_EXERCISE PROMPT_
Copy out every one of the rows below word for word, line by line.
::: DATASET EXTRACT :::
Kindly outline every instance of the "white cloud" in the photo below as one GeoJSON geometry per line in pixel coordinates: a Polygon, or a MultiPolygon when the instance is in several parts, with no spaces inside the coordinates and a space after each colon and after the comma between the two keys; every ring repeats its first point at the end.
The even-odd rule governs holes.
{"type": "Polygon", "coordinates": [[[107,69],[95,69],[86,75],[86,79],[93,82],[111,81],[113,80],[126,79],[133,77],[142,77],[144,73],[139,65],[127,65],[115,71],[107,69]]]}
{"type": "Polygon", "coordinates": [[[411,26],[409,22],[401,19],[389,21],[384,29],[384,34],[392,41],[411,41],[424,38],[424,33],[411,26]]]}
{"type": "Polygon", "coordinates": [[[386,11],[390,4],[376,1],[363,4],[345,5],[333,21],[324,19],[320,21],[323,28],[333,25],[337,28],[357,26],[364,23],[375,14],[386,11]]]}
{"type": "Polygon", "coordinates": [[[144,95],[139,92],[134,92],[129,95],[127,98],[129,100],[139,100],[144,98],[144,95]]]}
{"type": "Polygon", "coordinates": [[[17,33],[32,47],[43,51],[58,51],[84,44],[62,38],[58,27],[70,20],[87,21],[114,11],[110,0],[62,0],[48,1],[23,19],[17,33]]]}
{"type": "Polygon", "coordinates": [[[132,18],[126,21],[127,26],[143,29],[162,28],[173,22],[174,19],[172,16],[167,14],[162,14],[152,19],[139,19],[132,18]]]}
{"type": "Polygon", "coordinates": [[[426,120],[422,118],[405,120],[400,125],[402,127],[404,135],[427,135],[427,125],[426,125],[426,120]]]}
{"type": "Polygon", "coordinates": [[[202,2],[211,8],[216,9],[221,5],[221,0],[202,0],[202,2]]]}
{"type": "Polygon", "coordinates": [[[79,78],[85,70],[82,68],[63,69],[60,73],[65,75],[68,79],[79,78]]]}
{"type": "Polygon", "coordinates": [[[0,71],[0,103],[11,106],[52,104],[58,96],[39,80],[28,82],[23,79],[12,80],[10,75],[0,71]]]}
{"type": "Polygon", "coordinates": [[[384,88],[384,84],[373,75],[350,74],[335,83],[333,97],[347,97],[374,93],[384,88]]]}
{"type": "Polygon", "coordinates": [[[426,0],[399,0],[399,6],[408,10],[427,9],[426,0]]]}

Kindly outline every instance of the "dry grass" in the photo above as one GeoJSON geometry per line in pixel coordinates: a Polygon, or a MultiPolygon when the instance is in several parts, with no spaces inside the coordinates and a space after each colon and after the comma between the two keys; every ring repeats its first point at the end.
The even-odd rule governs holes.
:::
_TASK RESULT_
Kindly outline every instance of the "white cloud" in the photo below as one GeoJSON geometry per line in pixel coordinates: a Polygon, or a MultiPolygon when the instance is in several parts, with no spaces inside the coordinates and a space after each colon and after the comma between the two keys; every ring repeats its first point at the end.
The even-odd rule governs holes.
{"type": "Polygon", "coordinates": [[[107,69],[95,69],[86,75],[86,79],[93,82],[111,81],[113,80],[126,79],[133,77],[142,77],[144,73],[139,65],[127,65],[115,71],[107,69]]]}
{"type": "Polygon", "coordinates": [[[411,26],[409,22],[401,19],[389,21],[384,29],[384,34],[392,41],[411,41],[424,38],[424,33],[411,26]]]}
{"type": "Polygon", "coordinates": [[[386,11],[390,4],[376,1],[363,4],[345,5],[333,21],[324,19],[320,21],[323,28],[333,25],[337,28],[357,26],[364,23],[375,14],[386,11]]]}
{"type": "Polygon", "coordinates": [[[144,95],[139,92],[134,92],[129,95],[127,98],[129,100],[139,100],[144,98],[144,95]]]}
{"type": "Polygon", "coordinates": [[[17,33],[32,47],[43,51],[58,51],[84,44],[62,38],[58,27],[70,20],[87,21],[114,11],[110,0],[62,0],[48,1],[23,19],[17,33]]]}
{"type": "Polygon", "coordinates": [[[132,18],[126,21],[127,26],[143,29],[162,28],[173,22],[174,19],[172,16],[167,14],[162,14],[152,19],[139,19],[132,18]]]}
{"type": "Polygon", "coordinates": [[[426,120],[422,118],[405,120],[400,125],[402,127],[404,135],[427,135],[427,125],[426,125],[426,120]]]}
{"type": "Polygon", "coordinates": [[[202,2],[211,8],[216,9],[221,5],[221,0],[202,0],[202,2]]]}
{"type": "Polygon", "coordinates": [[[79,78],[85,70],[82,68],[63,69],[60,73],[65,75],[68,79],[79,78]]]}
{"type": "Polygon", "coordinates": [[[0,71],[0,103],[11,106],[52,104],[58,96],[39,80],[28,82],[23,79],[12,80],[10,75],[0,71]]]}
{"type": "Polygon", "coordinates": [[[384,88],[384,84],[373,75],[350,74],[335,83],[333,97],[347,97],[374,93],[384,88]]]}
{"type": "Polygon", "coordinates": [[[426,0],[399,0],[399,6],[408,10],[427,9],[426,0]]]}

Kindly outline every instance of the "dry grass" in the photo above as one GeoJSON geometry per line in pixel coordinates: a Polygon, or a MultiPolygon when the instance is in several parts, with no spaces inside the coordinates and a space after each colon and after the comma between the two keys; every ring repeats its first point at the end.
The even-odd rule governs holes.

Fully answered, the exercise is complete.